Exercise brief: Nothing in the records may be dropped. Retype them all exactly.

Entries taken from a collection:
++++++

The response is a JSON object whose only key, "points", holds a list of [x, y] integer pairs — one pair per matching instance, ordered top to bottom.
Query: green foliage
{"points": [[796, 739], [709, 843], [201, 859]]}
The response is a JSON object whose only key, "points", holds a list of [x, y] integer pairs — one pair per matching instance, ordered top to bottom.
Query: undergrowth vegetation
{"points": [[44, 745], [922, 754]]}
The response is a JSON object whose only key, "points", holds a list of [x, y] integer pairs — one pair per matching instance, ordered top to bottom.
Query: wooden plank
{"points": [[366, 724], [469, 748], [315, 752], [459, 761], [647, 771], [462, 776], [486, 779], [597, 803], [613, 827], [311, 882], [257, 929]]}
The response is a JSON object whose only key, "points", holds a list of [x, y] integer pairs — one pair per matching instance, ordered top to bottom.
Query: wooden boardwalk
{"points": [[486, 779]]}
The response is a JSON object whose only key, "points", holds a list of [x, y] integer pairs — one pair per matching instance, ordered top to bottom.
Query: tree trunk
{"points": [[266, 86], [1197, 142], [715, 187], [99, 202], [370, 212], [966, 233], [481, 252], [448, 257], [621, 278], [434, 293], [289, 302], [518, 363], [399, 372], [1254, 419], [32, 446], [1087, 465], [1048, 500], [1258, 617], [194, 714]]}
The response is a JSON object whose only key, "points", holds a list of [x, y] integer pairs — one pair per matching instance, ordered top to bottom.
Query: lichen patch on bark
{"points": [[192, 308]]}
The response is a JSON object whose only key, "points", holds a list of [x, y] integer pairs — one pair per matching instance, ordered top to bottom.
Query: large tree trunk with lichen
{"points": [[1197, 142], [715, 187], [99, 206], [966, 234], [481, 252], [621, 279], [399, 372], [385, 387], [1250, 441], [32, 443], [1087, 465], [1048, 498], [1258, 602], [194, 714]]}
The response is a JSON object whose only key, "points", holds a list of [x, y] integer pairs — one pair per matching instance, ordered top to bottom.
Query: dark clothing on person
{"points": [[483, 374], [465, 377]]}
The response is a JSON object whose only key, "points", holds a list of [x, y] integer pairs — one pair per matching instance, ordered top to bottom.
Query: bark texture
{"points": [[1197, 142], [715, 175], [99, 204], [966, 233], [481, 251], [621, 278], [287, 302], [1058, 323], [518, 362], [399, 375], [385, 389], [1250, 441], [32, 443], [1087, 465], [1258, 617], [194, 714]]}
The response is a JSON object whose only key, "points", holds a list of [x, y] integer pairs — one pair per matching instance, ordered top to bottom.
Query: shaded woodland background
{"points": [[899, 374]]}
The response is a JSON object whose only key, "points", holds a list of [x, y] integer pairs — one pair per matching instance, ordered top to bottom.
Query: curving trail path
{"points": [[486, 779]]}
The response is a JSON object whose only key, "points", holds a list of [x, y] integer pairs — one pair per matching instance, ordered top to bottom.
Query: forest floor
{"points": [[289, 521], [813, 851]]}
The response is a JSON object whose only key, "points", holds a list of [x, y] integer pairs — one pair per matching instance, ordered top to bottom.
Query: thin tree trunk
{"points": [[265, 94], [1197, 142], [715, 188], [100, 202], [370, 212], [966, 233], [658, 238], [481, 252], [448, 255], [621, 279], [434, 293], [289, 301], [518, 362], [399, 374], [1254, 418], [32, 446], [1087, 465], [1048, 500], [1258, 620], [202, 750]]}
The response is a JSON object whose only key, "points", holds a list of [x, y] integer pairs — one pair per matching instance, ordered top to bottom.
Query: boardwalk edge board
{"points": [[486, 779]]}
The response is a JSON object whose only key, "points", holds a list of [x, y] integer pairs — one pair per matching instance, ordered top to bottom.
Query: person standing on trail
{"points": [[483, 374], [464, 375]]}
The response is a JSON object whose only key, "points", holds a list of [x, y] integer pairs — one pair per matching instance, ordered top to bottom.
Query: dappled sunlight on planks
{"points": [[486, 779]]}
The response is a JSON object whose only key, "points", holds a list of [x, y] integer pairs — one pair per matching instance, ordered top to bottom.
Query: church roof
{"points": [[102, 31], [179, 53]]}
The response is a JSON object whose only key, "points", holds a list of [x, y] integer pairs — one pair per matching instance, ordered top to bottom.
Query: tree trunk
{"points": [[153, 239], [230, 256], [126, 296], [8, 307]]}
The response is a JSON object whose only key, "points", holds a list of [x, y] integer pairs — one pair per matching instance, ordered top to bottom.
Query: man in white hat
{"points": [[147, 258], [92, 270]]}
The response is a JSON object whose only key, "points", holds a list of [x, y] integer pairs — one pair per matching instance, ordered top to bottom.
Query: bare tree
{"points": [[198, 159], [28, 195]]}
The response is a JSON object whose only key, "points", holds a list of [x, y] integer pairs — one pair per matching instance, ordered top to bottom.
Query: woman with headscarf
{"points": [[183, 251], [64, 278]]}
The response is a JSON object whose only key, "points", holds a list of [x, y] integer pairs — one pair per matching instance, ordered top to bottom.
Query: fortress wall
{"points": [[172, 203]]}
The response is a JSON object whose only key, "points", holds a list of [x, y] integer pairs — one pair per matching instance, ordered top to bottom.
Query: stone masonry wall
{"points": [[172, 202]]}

++++++

Problem solution:
The response is a JSON object whose only key, "points", holds a list of [x, y] integer pairs — one pair per matching instance, ordered top to bottom.
Query: green foliage
{"points": [[796, 739], [709, 843], [201, 859]]}
The response is a JSON object whose only key, "points", holds a list of [x, y] integer pairs — one pair per matching instance, ordered top to bottom.
Query: undergrowth vegetation
{"points": [[44, 745], [922, 754]]}
The response is a JSON object whose only key, "points", holds a list of [x, y] integer pairs — one pair per matching instance, ordered top to bottom.
Query: wooden plank
{"points": [[366, 724], [469, 748], [315, 752], [459, 761], [647, 771], [462, 776], [486, 779], [597, 803], [613, 827], [311, 882], [257, 929]]}
The response is a JSON object whose only key, "points", holds a list of [x, y] integer pairs — one pair per matching instance, ordered top to bottom.
Query: wooden boardwalk
{"points": [[486, 779]]}
The response is a JSON object whose only key, "points", holds a list of [x, y] integer pairs — one pair per matching instance, ordered top to bottom.
Query: tree trunk
{"points": [[266, 86], [1197, 142], [715, 187], [99, 202], [370, 212], [966, 233], [481, 252], [448, 257], [621, 278], [434, 293], [289, 302], [518, 363], [399, 372], [1254, 419], [32, 446], [1087, 465], [1048, 500], [1258, 617], [194, 714]]}
The response is a JSON object whose only key, "points", holds a list of [x, y] integer pairs — one pair per matching instance, ordered top to bottom.
Query: lichen patch on bark
{"points": [[192, 308]]}
The response is a JSON object whose only key, "points", holds a list of [x, y] integer pairs — one pair per matching instance, ordered top to bottom.
Query: large tree trunk with lichen
{"points": [[1197, 142], [715, 187], [99, 206], [966, 234], [481, 252], [621, 279], [399, 372], [385, 387], [1250, 441], [32, 443], [1087, 465], [1048, 498], [1258, 602], [194, 714]]}
The response is a JSON object whose only key, "points", holds a list of [x, y] integer pairs — one pair per matching instance, ordered top to bottom.
Query: dark clothing on person
{"points": [[483, 374], [465, 377]]}
The response is a JSON object whose only key, "points", holds a list of [x, y] integer pairs — one pair per matching instance, ordered top to bottom.
Query: bark texture
{"points": [[1197, 142], [715, 175], [99, 204], [966, 233], [481, 251], [621, 278], [287, 302], [1058, 323], [518, 362], [399, 375], [385, 389], [1250, 441], [32, 443], [1087, 465], [1258, 617], [194, 714]]}
The response is a JSON object whose only key, "points", holds a list of [x, y] integer pairs — one pair per matching instance, ordered top to bottom.
Query: shaded woodland background
{"points": [[899, 374]]}
The response is a JSON object whose only key, "points", holds a list of [x, y] integer pairs — one pair per matching instance, ordered top to bottom.
Query: curving trail path
{"points": [[486, 779]]}
The response is a JSON object whose only key, "points", holds a list of [x, y] integer pairs — one pair per matching instance, ordered top to bottom.
Query: forest floor
{"points": [[289, 521], [813, 851]]}
The response is a JSON object whose only key, "points", holds a list of [x, y] integer pairs — one pair per matching instance, ordered top to bottom.
Query: thin tree trunk
{"points": [[265, 94], [1197, 142], [715, 188], [100, 202], [370, 212], [966, 233], [658, 238], [481, 252], [448, 255], [621, 279], [434, 293], [289, 301], [518, 362], [399, 374], [1254, 418], [32, 446], [1087, 465], [1048, 500], [1258, 620], [202, 750]]}
The response is a JSON object whose only key, "points", holds a list of [x, y] integer pairs — one pair per matching instance, ordered top to bottom.
Query: boardwalk edge board
{"points": [[486, 779]]}
The response is a JSON object whose only key, "points", holds a list of [x, y] integer pairs — one pair per matching instance, ordered top to bottom.
Query: person standing on trail
{"points": [[483, 374], [464, 375]]}
The response is a JSON object whose only key, "points", holds a list of [x, y] integer pairs — one pair per matching instance, ordered top to bottom.
Query: dappled sunlight on planks
{"points": [[486, 779]]}
The response is a JSON object whose only key, "points", holds a list of [x, y] integer pairs — one pair per matching instance, ordered top to bottom.
Query: church roof
{"points": [[102, 31], [179, 53]]}
The response is a JSON object whose only key, "points", holds a list of [x, y] integer pairs — one pair per matching instance, ordered top to bottom.
Query: tree trunk
{"points": [[153, 239], [230, 256], [126, 296], [8, 307]]}
The response is a JSON object whose only key, "points", holds a list of [x, y] integer pairs — one pair per matching instance, ordered top to bottom.
Query: man in white hat
{"points": [[147, 258], [92, 270]]}
The response is a JSON object whose only key, "points", holds a list of [x, y] integer pairs — one pair per matching instance, ordered top to bottom.
Query: bare tree
{"points": [[198, 159], [28, 195]]}
The response is a JSON object whose only key, "points", holds a list of [x, y] integer pairs — one pair per matching instance, ordered top to bottom.
Query: woman with headscarf
{"points": [[183, 251], [64, 278]]}
The response is a JSON object whose only key, "points", holds a list of [x, y] integer pairs — one pair per matching instance, ordered top to bottom.
Query: fortress wall
{"points": [[172, 203]]}
The response is a JSON object whose only key, "points", holds a list of [x, y] integer pairs — one pair per matching instance, ordered top to bottom.
Query: stone masonry wall
{"points": [[172, 202]]}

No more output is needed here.